===== Given entries
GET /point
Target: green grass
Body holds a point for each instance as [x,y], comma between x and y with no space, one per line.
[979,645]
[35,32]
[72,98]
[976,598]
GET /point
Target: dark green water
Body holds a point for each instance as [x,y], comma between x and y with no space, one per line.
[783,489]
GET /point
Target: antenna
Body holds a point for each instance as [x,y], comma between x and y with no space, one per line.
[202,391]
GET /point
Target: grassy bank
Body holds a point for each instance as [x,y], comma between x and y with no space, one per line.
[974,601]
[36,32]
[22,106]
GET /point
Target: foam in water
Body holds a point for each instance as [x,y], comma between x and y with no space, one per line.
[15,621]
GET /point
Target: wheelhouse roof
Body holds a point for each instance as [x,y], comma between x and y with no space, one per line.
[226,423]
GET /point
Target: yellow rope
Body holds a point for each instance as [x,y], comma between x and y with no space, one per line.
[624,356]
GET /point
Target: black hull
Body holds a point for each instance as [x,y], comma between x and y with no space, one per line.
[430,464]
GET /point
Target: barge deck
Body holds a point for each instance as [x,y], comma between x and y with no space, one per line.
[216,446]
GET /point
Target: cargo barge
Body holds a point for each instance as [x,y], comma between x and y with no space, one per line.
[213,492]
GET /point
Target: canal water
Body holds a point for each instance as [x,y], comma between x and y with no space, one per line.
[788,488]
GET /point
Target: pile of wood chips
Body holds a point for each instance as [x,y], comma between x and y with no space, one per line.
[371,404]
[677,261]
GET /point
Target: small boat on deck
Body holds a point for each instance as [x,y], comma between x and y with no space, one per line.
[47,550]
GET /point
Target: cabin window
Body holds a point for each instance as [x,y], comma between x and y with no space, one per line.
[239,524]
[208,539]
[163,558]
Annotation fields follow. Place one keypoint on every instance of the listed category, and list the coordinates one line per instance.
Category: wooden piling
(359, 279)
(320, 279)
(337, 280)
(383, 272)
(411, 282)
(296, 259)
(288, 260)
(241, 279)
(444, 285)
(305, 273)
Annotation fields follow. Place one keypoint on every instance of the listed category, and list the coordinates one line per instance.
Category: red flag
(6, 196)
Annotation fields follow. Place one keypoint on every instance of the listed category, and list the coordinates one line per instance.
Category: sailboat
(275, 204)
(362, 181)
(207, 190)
==========
Work item:
Which of the lines above include the word "barge"? List those lines.

Exercise answer:
Target: barge deck
Target: cargo barge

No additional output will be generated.